### TEXT SHOWN

------------------------------------------------

500+ Words Essay on Life in an Indian Village
“The soul of India lives in its villages.” – Mahatma Gandhi
Two-Third of India’s population, i.e. more than 60 percent of the people live in villages and other rural areas. In our country, there are a greater number of villages than all of the cities and states combined. It is rightfully said that god built the villages and man built the cities. The main occupation of people residing in Indian villages is farming. Some others also resort to professions such as carpenter, blacksmith, weaver, fisherman and artisan.
The Life of a Farmer in an Indian Village
The life of a farmer is not an easy one to lead. It is filled with struggle and hard work. Farmers get up before the sun rises and finish work after it sets. No matter how the weather, they have to keep working. The women work in the rice paddy fields, whereas the men take up roles that require more strength such as ploughing, tilling the soil and pulling bullock carts.
Most farmers do not have the finance available with them to buy machinery and technologically advanced equipment, and hence they are forced to do each task manually. Selling their harvest in the market for the right price is also a challenging task for the Indian farmers.
Many times they are paid less than fair amounts, are cheated and even extorted. Another factor that adds to the pitiful condition of the farmers of India is the country’s unpredictable and harsh weather. At times, the farmers lose all of their crops because of excessive flooding or due to punishing droughts. A farmer lives most of his life in poverty. All of these and many others are reasons why farmer suicides are becoming more common in the nation.

------------------------------------------------

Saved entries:
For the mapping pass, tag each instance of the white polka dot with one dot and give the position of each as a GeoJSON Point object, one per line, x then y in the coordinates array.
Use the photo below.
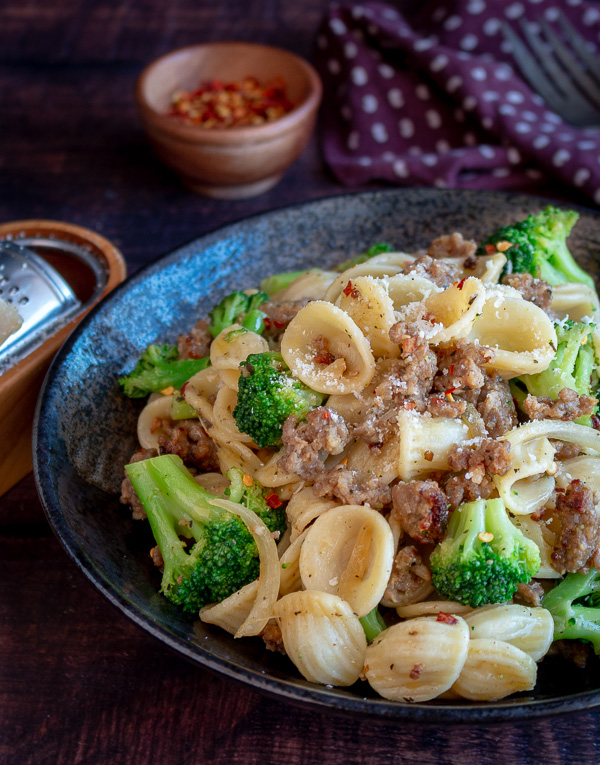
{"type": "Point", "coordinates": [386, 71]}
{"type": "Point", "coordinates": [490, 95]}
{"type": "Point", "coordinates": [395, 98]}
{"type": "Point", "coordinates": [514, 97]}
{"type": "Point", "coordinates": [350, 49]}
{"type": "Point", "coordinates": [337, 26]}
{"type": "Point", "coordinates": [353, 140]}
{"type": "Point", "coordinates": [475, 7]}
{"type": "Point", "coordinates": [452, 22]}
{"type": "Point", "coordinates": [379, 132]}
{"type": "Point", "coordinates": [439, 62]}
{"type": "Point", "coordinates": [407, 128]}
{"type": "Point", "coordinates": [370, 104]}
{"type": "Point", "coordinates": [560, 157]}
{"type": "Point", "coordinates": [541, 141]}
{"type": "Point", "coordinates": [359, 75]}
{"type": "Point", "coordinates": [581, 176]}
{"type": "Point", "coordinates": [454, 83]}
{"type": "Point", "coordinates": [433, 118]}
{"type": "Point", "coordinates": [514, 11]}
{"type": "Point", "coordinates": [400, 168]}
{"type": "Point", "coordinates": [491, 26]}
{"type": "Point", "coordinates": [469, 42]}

------------------------------------------------

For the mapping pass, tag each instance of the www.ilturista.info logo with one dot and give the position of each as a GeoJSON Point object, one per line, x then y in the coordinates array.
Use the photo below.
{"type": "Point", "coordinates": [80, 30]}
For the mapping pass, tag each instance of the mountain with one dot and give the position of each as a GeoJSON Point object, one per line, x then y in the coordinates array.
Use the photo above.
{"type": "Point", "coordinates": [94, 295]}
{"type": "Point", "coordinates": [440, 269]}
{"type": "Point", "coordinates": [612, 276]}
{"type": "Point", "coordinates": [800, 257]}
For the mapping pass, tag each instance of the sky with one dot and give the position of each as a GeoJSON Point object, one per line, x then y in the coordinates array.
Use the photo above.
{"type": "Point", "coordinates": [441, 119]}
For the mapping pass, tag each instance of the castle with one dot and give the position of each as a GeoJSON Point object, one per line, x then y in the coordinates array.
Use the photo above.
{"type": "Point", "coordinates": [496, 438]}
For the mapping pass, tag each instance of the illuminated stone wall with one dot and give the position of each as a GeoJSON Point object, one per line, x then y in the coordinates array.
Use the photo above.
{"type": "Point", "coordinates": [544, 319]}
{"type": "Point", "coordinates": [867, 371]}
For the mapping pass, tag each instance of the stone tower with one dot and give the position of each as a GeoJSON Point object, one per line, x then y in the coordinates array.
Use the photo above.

------------------------------------------------

### PARTS OF THE EXERCISE
**1.** According to the essay on Indian village life, what is the main occupation of people living in Indian villages?
**2.** Proceed with the essay on Indian village life, starting after its final sentence.
None of the data is needed for this work.

### SOLVED PROBLEMS
**1.** Farming.

**2.**
Advantages of Living in an Indian Village
Life in an Indian village is exceptionally peaceful and serene. One gets to enjoy the gifts of nature and takes time to appreciate it. There is no chaos or hustle-bustle present like in the cities. The villagers lead a very simple life.
The pollution levels in villages are quite low. The people get to breathe pure and fresh air. Hence, they fall less ill to respiratory problems and diseases. Because of the excellent quality of air, people here are physically as well as mentally happy and healthy.
The atmosphere of the villages provides abundant relaxation. There are ample time and opportunities for a person to introspect and take on the practice of meditation.
The people living in villages are closely knit together. They have long-lasting social relationships and bonds. All of them love meeting, chatting and celebrating with each other. They coexist in harmony.
Disadvantages of Living in an Indian Village
People in villages do not enjoy the basic conveniences and amenities that us city folks do. They do not get 24- hours of electricity and water supply. They have to walk miles to reach their village water well and carry it in buckets all the way home. Many villages do not even have access to electricity, but those who do suffer a lot of untimely power cuts.
People are not highly educated in villages. This is due to the fact that most villages have only a primary school for children. The teachers imparting knowledge there themselves are not very well qualified and lack in many aspects.
Another major disadvantage of living in a village is the orthodox mindset of the people. They are very rigid regarding gender roles. Girls from an early age are taught to cook, clean and weave. Most of them do not even get a chance to get an education.
There is a very limited career scope in a village, unlike in big cities where there are thousands of different jobs. In villages, the occupations are fixed and are only a few in number.
There is also a lack of proper medical care and facilities in villages. Mostly, 2 to 3 villages share a hospital. Reaching that hospital takes a lot of time, and hence, medical attention in emergencies is never received.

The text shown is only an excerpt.